What you need to do -
Copy the data below verbatim, every line in order, but leave out the pictures.

(Point annotations for photos)
★ ★ ★ ★ ★ ★ ★

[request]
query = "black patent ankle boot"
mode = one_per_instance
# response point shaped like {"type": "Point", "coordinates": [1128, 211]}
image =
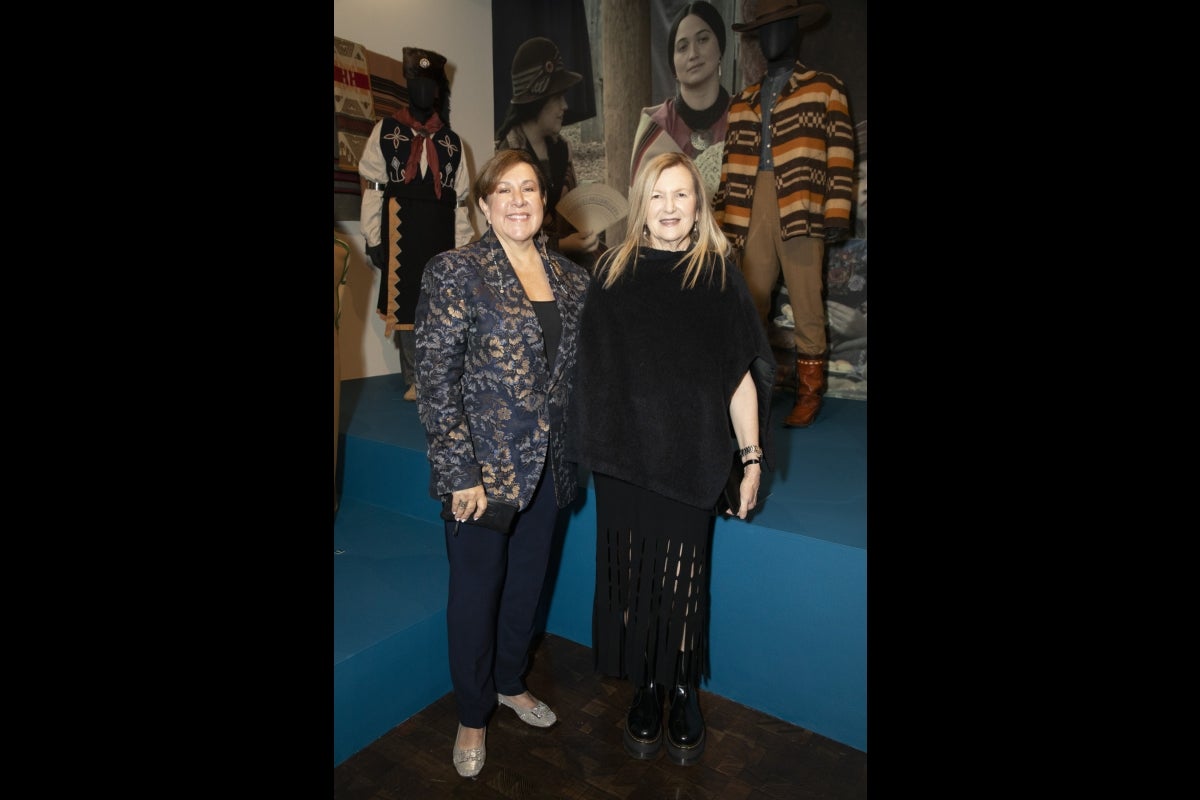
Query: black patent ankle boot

★ ★ ★ ★ ★ ★ ★

Task answer -
[request]
query = "black patent ankle boot"
mode = one_per_instance
# response point shaped like {"type": "Point", "coordinates": [1128, 211]}
image =
Query: black patent ankle boot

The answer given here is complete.